[Given passage Boundary: Start]

Year’s Nathu La trade concludes with Rs.9.6mn turnover
December 1st, 2008 - 12:09 pm ICT by IANS
- Nathu La (Sikkim), Dec 1 (IANS) Trade between India and China through the fabled Silk Road closed over the weekend for the year 2008 with business worth Rs.9.6 million (approx $192,000) done since May, officials Monday said.”Since trade reopened May 19, the two countries did business worth about Rs.9.6 million. Indian traders did the bulk of the business estimated at about Rs.9.5 million, while Chinese traders just managed to do business worth Rs.135,000,” an official of the Sikkim industry and commerce department said.
The two Asian giants in July 2006 reopened trade across the 15,000 feet Nathu La Pass, 52 km east of Sikkim’s capital Gangtok, as part of a broader rapprochement.
The move marked the first direct trade link between the nuclear-armed neighbours since a bitter border war in 1962.
“Formal trade for the current year ended Thursday,” the official said.
Trade would resume from May 1, 2009.
Under an agreement reached between the two countries, trade takes place four days a week - Monday to Thursday - beginning May each year and lasting until Nov 30 when snow makes the area impassable.
The sluggish border trade between the two countries is due to restrictions in tradable items - India can import 15 items from China including silk, yak pelts and horses, and export 29 goods that include textiles, tea, rice, vegetables and herbs.
Bilateral trade in 2006 through Nathu La saw business worth about Rs.2 million with Indian traders doing business worth about Rs.1.1 million. Last year, the volume of trade was to the tune of Rs 2.6 million.

[Given passage Boundary: End]

* _Problem description_: Could you retype the full Nathu La trade article above, word for word?

[Source data Boundary: Start]

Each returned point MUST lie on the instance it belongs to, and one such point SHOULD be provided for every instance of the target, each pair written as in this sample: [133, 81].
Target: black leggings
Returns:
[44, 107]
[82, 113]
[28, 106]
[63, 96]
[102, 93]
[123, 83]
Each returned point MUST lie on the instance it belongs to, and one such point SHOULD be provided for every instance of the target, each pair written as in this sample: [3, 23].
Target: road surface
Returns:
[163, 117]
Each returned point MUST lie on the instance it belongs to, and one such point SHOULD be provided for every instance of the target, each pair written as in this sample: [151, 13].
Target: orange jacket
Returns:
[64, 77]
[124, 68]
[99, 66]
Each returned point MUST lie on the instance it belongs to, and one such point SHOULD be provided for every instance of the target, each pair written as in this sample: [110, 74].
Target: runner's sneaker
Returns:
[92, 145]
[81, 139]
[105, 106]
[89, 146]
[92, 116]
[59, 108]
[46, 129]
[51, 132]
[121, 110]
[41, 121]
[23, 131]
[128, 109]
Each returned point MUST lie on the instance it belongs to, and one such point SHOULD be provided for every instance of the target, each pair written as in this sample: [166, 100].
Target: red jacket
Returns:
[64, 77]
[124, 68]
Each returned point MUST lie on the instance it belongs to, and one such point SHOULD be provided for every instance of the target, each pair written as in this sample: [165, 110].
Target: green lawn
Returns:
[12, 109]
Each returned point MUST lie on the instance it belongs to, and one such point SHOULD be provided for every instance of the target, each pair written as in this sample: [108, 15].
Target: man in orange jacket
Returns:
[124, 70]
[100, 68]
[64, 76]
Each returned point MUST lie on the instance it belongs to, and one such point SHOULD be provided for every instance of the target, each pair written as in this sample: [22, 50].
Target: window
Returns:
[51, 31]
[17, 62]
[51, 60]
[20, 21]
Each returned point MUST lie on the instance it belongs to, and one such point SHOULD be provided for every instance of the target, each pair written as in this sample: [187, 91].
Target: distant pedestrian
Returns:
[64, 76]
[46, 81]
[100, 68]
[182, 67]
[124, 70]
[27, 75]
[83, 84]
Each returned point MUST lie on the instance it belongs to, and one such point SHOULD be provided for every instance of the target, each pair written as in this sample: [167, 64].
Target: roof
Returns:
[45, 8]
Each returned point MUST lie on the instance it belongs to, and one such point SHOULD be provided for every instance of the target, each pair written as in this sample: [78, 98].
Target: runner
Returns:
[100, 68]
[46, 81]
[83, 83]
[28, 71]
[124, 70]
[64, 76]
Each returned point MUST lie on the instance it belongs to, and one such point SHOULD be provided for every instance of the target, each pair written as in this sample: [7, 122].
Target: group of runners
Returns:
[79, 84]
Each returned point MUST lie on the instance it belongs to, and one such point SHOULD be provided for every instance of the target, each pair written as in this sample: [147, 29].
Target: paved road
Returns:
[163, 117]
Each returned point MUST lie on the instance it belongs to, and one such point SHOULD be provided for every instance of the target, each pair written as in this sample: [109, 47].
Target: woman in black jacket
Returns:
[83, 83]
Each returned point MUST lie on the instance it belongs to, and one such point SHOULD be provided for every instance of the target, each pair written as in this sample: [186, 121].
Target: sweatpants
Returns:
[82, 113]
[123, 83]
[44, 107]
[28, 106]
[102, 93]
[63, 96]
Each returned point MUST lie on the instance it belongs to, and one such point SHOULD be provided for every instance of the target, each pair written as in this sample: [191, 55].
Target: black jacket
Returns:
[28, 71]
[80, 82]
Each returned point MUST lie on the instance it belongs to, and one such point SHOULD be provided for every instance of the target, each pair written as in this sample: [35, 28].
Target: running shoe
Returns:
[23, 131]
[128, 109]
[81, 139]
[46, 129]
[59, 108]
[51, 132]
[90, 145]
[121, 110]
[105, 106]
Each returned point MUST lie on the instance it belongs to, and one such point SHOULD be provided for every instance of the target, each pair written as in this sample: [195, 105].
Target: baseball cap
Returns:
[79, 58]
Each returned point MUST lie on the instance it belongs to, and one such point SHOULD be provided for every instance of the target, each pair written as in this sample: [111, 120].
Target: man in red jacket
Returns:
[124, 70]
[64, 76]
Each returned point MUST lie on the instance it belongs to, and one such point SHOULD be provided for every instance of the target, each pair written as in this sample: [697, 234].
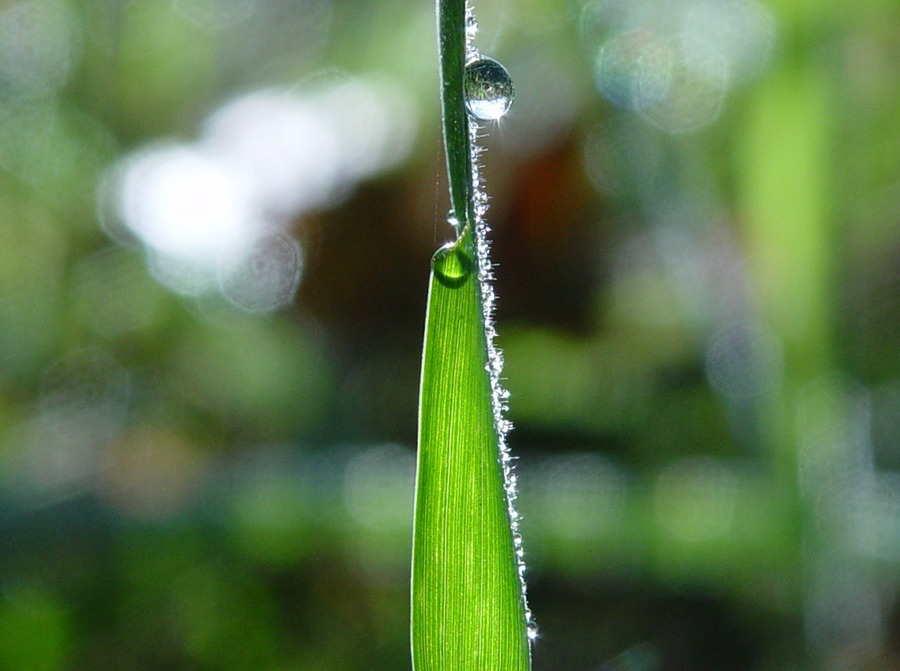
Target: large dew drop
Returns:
[489, 89]
[452, 265]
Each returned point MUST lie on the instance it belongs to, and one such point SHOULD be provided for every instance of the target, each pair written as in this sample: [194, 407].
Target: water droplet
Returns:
[451, 265]
[489, 89]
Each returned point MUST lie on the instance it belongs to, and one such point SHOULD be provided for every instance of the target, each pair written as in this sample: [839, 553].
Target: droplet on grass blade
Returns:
[451, 265]
[489, 89]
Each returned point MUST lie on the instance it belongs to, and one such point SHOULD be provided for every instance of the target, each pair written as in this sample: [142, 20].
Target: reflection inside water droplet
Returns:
[489, 89]
[451, 265]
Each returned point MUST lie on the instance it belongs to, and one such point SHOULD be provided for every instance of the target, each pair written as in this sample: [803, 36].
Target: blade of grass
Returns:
[468, 605]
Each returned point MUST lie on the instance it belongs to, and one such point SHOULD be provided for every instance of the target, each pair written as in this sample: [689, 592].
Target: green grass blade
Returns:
[468, 610]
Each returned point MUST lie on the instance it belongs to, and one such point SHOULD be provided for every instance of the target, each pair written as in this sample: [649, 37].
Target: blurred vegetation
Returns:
[695, 211]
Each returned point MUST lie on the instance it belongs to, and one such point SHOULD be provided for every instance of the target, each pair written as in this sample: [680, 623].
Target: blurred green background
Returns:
[216, 218]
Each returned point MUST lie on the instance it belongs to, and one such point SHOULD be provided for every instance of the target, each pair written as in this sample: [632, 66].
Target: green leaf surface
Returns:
[468, 611]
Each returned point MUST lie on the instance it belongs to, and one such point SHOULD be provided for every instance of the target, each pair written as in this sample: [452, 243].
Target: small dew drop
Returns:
[489, 89]
[451, 265]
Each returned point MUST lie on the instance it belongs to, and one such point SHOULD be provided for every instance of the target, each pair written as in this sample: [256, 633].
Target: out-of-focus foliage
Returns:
[216, 218]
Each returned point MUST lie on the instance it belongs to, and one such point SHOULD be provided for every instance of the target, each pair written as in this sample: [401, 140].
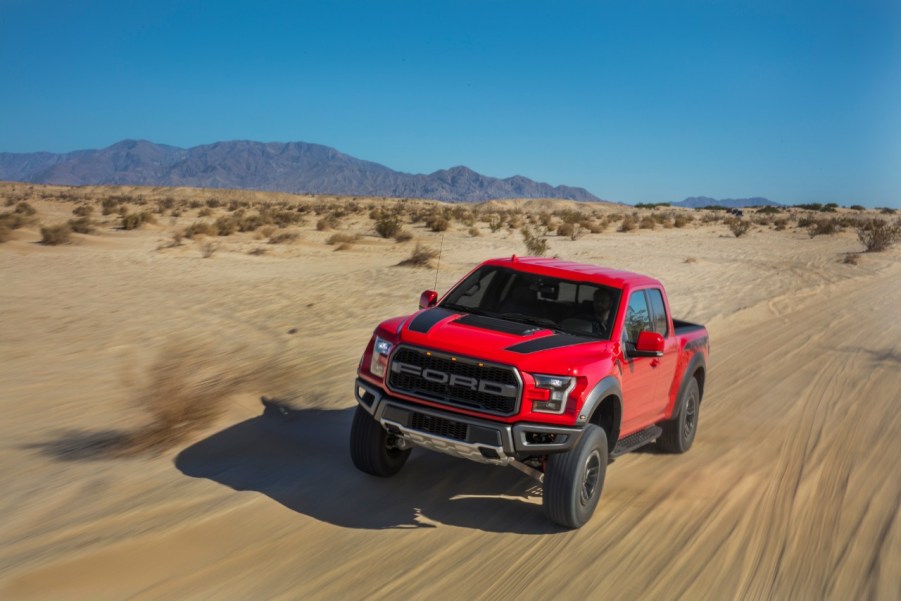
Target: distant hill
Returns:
[295, 167]
[695, 202]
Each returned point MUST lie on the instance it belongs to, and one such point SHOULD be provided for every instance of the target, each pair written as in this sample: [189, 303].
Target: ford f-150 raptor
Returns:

[Source data Boundary: End]

* _Result for this exercise_:
Year’s Nathu La trade concludes with Rs.9.6mn turnover
December 1st, 2008 - 12:09 pm ICT by IANS
- Nathu La (Sikkim), Dec 1 (IANS) Trade between India and China through the fabled Silk Road closed over the weekend for the year 2008 with business worth Rs.9.6 million (approx $192,000) done since May, officials Monday said.”Since trade reopened May 19, the two countries did business worth about Rs.9.6 million. Indian traders did the bulk of the business estimated at about Rs.9.5 million, while Chinese traders just managed to do business worth Rs.135,000,” an official of the Sikkim industry and commerce department said.
The two Asian giants in July 2006 reopened trade across the 15,000 feet Nathu La Pass, 52 km east of Sikkim’s capital Gangtok, as part of a broader rapprochement.
The move marked the first direct trade link between the nuclear-armed neighbours since a bitter border war in 1962.
“Formal trade for the current year ended Thursday,” the official said.
Trade would resume from May 1, 2009.
Under an agreement reached between the two countries, trade takes place four days a week - Monday to Thursday - beginning May each year and lasting until Nov 30 when snow makes the area impassable.
The sluggish border trade between the two countries is due to restrictions in tradable items - India can import 15 items from China including silk, yak pelts and horses, and export 29 goods that include textiles, tea, rice, vegetables and herbs.
Bilateral trade in 2006 through Nathu La saw business worth about Rs.2 million with Indian traders doing business worth about Rs.1.1 million. Last year, the volume of trade was to the tune of Rs 2.6 million.